# [Exercise details]
Below are some records; output all of them exactly.

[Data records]
* * * * * * *

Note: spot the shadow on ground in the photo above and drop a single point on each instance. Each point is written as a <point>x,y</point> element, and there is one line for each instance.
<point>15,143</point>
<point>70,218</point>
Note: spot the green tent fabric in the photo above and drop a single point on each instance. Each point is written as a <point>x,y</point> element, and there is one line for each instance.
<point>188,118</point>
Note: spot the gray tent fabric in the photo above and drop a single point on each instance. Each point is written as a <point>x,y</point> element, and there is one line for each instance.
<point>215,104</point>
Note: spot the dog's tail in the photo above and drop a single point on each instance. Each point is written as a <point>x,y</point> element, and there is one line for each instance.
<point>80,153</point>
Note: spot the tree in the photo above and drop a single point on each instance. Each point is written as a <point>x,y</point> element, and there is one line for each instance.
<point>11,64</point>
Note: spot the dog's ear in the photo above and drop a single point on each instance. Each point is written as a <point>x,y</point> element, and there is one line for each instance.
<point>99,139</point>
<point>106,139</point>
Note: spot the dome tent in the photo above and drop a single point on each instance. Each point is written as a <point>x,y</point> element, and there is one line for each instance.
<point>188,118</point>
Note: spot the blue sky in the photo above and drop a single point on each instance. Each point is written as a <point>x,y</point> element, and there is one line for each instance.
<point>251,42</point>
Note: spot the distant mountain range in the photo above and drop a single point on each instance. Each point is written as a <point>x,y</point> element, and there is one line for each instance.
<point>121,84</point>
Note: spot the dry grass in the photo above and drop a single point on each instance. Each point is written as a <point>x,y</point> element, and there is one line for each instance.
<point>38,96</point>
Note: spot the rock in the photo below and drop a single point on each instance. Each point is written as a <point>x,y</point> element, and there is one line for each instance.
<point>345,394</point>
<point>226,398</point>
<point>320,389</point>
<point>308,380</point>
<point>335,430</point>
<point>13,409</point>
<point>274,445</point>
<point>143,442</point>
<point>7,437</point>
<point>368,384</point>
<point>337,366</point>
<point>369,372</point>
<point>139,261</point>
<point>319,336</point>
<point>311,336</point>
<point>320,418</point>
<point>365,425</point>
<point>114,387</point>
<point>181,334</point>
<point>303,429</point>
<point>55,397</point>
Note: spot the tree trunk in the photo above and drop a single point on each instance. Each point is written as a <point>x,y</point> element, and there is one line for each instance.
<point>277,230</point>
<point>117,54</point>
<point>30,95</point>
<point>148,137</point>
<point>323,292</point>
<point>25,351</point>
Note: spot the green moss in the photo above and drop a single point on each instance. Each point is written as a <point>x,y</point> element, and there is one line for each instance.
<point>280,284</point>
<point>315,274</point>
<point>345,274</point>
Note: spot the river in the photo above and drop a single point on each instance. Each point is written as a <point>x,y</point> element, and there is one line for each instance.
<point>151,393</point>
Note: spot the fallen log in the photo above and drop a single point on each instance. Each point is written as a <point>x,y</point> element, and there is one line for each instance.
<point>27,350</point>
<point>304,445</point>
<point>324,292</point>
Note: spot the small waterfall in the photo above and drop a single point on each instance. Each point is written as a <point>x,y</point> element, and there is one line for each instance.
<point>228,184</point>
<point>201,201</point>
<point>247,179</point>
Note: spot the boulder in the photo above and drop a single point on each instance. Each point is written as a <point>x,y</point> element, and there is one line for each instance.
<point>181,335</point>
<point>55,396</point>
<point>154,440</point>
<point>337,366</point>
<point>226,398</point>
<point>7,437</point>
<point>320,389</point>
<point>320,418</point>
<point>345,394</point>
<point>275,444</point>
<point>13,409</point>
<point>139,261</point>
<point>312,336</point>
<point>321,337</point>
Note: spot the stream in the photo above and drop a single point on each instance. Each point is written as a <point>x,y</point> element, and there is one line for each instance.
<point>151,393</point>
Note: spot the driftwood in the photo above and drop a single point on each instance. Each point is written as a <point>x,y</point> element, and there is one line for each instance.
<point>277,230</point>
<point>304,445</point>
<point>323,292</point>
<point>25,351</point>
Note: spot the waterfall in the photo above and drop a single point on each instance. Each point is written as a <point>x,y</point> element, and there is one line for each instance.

* * * * * * *

# [Exercise solution]
Note: spot the shadow on ground in the photo above and drop a single point on each instance. Each point is written as a <point>x,y</point> element, and there is one line for each instance.
<point>15,143</point>
<point>70,218</point>
Note: spot the green tent fabric in the photo above and drop a single point on each instance. Each point is written as a <point>x,y</point> element, and there is one line for each instance.
<point>188,118</point>
Note: spot the gray tent fabric in the photo above and drop a single point on each instance. Each point is written as a <point>x,y</point> element, and there is one line for each instance.
<point>215,104</point>
Note: spot the dog's tail in the photo above and drop a single point on each instance. Each point is written as a <point>x,y</point> element, and there is one line for each instance.
<point>80,153</point>
Note: spot the tree in the photo above and drop a single point on each instance. Each point is written as a <point>x,y</point> element, and there is one line for each instance.
<point>11,64</point>
Note: spot the dog's ear in the photo above and drop a single point on each instance. Each point is written as a <point>x,y</point> element, and there is one line for each instance.
<point>99,139</point>
<point>106,139</point>
Note: spot the dome tent in the photo above and drop a single point on each instance. Each point is written as a <point>x,y</point> element, and there is one line for each instance.
<point>188,118</point>
Note: spot the blue sky in the photo above and drop a single point on each instance. Each point is written as a <point>x,y</point> element, and there is one line for each instance.
<point>251,42</point>
Note: spot the distant mountain range in the photo above and drop a single point on each instance. Each point is written as a <point>x,y</point> element, and there is one line for each instance.
<point>121,84</point>
Note: spot the dry grass in the photo above and drop a single point on each instance. Each point is written as a <point>x,y</point> element, and there is one line for each instance.
<point>38,96</point>
Note: spot the rock in the photo below and drop a single point on each instance. Each point is written as a <point>x,y</point> element, and there is one line for each instance.
<point>345,394</point>
<point>226,398</point>
<point>320,389</point>
<point>308,380</point>
<point>335,430</point>
<point>13,409</point>
<point>274,445</point>
<point>143,442</point>
<point>7,437</point>
<point>368,384</point>
<point>337,366</point>
<point>369,372</point>
<point>139,261</point>
<point>319,336</point>
<point>311,336</point>
<point>320,418</point>
<point>365,425</point>
<point>114,387</point>
<point>181,334</point>
<point>303,429</point>
<point>55,397</point>
Note: spot the tree trunk in the photo above and drop a single point on each instance. Each point is written as a <point>x,y</point> element, and there is one line for each instance.
<point>277,230</point>
<point>117,54</point>
<point>30,95</point>
<point>148,137</point>
<point>323,292</point>
<point>25,351</point>
Note: spot the green moss in the photo above and drop a single point on each instance. Each point is written as a <point>x,y</point> element, and there is one line for each instance.
<point>280,284</point>
<point>315,274</point>
<point>345,274</point>
Note: spot the river in the photo above and drop a single point on each instance. Each point is written as a <point>x,y</point> element, and there is one line for each instance.
<point>151,393</point>
Note: spot the fallen log in the photo above and drop a single point on each instance. Each point is written as a <point>x,y</point> element, and there is one line for each instance.
<point>27,350</point>
<point>304,445</point>
<point>324,292</point>
Note: spot the small waterfall in the photo above and drop a single point on each instance. Each point is written as a <point>x,y</point> element, and there is one line for each instance.
<point>228,184</point>
<point>201,201</point>
<point>247,179</point>
Note: spot the boulder in the photo above and drop a single point on each instance. Each point is written as a <point>x,y</point> element, and there is one line for each instance.
<point>181,335</point>
<point>55,396</point>
<point>154,440</point>
<point>337,366</point>
<point>226,398</point>
<point>7,437</point>
<point>320,389</point>
<point>320,418</point>
<point>345,394</point>
<point>275,444</point>
<point>13,409</point>
<point>139,261</point>
<point>312,336</point>
<point>321,337</point>
Note: spot the stream in the photo above and drop a single point on each instance. Each point is written as a <point>x,y</point> element, and there is one line for each instance.
<point>151,393</point>
Note: spot the driftwood in the photo above and drop a single point on each instance. Each point is written as a <point>x,y</point> element, and there is one line for each instance.
<point>277,230</point>
<point>304,445</point>
<point>323,292</point>
<point>25,351</point>
Note: spot the waterfall in the photo above and drop a single point on each instance. Each point is written as a <point>x,y</point> element, and there is one line for each instance.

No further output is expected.